= DOCUMENT SECTION =
####################

Luckily, Mr. Dickinson has fully recovered, and looks forward to front the tour that follows to support the new album.

The marketing behind the release is relevant and well executed. The official video for "Speed of Light" is what I consider to be a case of hyper-efficiently invented and realized fan service, and I do not mean it in the slightest of cynical sense at all. If you consider yourself to be a person who is open to the possibilities of checking out the latest to date that Iron Maiden was/is up to  on the field of music videos, which probably is one of the most relevant entertainment mediums of our day and age, then you simply owe yourself the experience of checking out this clip. It truly is precise, fervent, and hilariously exploitative in its intentions, with 101% awareness of what buttons to press on an Iron Maiden fan. While I stand by my opinion that it pretty much is perfect for what and how it wants to express, one should not be embarrassed to recognize that it is one tremendous fan service as well, done though with high levels of both competence, and, with an understanding of what an Iron Maiden fan would "probably" want to see in an Iron Maiden video. It is a romantic power fantasy of Eddie, and, Iron Maiden gives a slight suggestion, now after almost 40 years of metal, that Eddie was/is/will be: YOU.

####################

= RECORD SET =
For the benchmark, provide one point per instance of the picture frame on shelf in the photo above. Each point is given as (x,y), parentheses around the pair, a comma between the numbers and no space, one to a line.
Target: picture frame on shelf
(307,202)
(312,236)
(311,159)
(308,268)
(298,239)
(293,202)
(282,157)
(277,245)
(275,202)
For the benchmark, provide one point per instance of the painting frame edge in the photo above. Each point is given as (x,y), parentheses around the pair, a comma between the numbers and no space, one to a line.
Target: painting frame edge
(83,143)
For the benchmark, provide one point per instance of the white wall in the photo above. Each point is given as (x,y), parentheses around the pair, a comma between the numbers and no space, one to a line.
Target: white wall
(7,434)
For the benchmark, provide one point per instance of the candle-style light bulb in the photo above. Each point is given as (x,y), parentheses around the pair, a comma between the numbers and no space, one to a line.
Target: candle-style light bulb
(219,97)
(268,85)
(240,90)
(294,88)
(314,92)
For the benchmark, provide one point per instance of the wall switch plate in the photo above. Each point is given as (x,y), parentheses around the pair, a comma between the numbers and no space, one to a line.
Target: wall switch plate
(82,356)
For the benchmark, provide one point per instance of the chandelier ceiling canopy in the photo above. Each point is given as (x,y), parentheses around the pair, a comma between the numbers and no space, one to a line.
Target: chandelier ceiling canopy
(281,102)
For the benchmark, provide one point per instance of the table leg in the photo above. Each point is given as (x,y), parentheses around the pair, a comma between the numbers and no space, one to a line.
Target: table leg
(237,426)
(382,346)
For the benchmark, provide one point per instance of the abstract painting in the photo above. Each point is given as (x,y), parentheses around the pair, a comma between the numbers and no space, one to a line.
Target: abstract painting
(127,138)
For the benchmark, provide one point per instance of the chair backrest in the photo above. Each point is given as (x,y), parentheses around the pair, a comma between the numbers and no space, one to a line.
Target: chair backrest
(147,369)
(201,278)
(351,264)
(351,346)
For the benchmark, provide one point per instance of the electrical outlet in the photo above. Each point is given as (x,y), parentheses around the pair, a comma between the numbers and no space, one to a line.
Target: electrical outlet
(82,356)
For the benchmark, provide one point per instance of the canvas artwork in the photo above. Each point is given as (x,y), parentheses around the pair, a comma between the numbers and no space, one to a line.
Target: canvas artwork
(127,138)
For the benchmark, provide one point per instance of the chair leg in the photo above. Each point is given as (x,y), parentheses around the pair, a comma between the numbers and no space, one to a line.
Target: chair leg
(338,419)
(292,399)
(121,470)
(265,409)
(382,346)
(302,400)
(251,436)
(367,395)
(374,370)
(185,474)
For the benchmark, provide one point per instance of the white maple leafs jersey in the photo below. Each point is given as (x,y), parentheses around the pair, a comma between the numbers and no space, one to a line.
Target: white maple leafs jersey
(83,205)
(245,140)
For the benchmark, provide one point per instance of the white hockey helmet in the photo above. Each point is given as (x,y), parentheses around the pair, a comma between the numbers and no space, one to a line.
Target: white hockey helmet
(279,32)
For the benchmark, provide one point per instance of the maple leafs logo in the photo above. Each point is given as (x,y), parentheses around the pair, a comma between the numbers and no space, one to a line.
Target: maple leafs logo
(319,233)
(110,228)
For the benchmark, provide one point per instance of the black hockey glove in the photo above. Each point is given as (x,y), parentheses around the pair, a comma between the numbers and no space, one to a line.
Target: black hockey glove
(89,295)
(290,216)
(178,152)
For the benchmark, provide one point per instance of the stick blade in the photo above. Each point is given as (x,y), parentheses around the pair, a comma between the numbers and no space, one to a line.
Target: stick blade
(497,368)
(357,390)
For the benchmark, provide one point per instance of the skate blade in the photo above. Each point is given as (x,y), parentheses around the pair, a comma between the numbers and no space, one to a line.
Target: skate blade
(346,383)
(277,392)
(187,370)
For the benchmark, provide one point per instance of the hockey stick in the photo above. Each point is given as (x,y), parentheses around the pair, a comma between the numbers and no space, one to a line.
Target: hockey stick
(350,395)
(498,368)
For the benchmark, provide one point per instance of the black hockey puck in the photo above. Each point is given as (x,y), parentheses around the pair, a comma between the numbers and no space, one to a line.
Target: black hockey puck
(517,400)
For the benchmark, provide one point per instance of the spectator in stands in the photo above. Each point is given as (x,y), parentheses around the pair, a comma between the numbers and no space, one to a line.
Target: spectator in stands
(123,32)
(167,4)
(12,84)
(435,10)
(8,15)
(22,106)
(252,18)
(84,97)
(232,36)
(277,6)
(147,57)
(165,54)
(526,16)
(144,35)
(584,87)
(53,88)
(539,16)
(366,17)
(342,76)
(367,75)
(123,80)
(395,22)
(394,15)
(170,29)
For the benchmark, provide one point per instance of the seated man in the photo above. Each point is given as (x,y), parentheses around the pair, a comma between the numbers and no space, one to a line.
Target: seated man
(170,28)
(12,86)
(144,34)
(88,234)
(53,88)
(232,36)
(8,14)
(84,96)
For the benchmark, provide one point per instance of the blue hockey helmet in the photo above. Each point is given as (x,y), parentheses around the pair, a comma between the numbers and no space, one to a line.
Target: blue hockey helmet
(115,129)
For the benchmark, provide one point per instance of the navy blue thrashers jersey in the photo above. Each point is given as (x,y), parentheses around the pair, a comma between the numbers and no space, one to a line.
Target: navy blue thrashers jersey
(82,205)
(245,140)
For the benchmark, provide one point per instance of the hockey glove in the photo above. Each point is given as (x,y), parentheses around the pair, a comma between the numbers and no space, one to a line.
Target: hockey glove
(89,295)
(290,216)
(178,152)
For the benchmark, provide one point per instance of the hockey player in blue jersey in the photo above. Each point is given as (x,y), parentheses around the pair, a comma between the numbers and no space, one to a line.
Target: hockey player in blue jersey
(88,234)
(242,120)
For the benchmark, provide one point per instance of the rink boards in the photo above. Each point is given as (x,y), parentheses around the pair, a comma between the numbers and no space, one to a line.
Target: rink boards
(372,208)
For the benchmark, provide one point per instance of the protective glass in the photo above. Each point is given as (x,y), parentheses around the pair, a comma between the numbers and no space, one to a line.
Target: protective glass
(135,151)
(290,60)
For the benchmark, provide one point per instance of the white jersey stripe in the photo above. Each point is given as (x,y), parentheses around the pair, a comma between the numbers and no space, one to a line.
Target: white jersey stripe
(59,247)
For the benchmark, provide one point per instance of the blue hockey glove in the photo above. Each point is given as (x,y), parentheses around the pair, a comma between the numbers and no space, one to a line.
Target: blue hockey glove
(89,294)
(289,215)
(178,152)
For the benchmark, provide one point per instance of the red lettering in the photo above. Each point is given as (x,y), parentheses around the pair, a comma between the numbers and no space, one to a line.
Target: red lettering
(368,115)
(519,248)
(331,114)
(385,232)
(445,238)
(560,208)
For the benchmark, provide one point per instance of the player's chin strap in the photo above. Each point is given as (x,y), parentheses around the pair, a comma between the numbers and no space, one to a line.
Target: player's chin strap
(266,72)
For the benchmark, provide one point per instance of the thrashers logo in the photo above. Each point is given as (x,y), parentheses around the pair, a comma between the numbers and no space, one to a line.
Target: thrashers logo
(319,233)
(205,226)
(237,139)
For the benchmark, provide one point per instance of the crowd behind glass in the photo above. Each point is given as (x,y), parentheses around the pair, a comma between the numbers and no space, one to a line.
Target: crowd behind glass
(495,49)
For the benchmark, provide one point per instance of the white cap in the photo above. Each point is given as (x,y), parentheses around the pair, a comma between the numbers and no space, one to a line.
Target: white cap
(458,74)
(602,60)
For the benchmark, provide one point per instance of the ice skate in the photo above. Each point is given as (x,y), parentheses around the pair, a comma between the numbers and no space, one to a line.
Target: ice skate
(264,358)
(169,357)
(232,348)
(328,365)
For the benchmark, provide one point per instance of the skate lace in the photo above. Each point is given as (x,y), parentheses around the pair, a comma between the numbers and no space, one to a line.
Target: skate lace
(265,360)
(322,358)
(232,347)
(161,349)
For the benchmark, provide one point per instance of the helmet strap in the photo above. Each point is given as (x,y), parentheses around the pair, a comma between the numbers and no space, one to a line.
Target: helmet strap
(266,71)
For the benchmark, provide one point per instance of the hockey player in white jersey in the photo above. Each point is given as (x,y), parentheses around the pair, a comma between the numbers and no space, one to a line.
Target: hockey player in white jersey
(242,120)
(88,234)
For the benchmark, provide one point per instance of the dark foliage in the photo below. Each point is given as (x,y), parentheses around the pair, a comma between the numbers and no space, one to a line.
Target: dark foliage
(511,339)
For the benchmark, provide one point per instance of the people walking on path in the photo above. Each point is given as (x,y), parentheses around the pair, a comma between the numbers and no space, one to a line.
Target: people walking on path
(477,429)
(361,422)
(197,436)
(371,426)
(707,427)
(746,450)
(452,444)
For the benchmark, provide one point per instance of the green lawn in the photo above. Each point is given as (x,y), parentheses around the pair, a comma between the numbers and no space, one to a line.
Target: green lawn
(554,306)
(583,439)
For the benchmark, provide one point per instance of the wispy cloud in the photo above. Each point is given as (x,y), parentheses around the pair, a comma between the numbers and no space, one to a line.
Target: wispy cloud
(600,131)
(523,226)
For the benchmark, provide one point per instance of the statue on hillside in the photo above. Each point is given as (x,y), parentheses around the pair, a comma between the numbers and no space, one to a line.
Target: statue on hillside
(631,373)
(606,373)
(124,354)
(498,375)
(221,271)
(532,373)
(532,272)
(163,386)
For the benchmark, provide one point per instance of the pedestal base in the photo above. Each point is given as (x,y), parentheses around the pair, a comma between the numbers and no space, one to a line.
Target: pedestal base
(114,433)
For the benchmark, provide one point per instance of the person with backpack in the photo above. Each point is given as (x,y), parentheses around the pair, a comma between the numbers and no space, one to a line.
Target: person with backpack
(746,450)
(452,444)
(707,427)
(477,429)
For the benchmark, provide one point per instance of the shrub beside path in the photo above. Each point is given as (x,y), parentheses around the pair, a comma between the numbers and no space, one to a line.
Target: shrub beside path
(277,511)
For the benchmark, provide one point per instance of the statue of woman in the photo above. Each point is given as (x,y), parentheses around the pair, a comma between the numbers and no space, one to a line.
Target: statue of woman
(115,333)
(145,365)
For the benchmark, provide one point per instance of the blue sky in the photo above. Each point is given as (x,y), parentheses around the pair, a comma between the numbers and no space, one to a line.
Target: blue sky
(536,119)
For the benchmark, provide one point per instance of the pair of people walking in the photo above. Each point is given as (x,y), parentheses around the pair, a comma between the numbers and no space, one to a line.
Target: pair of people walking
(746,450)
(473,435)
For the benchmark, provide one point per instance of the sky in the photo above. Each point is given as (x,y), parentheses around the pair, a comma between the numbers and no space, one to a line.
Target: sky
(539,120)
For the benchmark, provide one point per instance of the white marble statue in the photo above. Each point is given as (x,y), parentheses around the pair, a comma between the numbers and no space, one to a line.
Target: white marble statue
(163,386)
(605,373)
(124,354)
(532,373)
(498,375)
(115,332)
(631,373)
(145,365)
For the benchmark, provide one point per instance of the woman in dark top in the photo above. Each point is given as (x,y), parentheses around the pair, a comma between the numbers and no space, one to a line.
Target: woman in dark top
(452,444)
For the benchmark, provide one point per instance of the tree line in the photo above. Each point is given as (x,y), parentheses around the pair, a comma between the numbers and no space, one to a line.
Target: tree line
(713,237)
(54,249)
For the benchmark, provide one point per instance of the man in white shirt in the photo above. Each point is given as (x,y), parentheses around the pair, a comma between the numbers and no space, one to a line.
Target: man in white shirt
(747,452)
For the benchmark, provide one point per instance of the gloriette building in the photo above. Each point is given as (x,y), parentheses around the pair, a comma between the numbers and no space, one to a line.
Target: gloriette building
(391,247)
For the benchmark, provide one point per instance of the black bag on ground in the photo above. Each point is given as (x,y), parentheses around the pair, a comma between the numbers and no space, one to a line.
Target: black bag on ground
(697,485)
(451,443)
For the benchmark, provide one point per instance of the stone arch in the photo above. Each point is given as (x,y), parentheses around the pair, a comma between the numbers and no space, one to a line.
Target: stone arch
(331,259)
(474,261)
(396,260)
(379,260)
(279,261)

####################

= TASK INSTRUCTIONS =
A: Tally the lines in the rows that contain the string "abstract". Reply with the number alone.
B: Carry on with the Iron Maiden album review, picking up after its final sentence.

= TASK-BY-TASK ANSWERS =
A: 2

B:
Eddie is the Iron Maiden FAN.

The video and the music is just perfect, and it will put a huge smile on faces, and the very ending of the clip truly pulls a card to 20, and manages to max it out to 21 with an ace. Here is the link to the video. And here is the link to the Speed of Light retro-styled platformer, which is an efficient marketing device at stimulating further interest in the music and in the upcoming tour.

Iron Maiden is back, and is not about to go anywhere (expect on tour, sic!), and thanks for all the seven heads of the fucking Beast for that.

Rating: 9.99 / 10

GyZ at Bandcamp.

If you want, check out my music

and / or

Buy me beer.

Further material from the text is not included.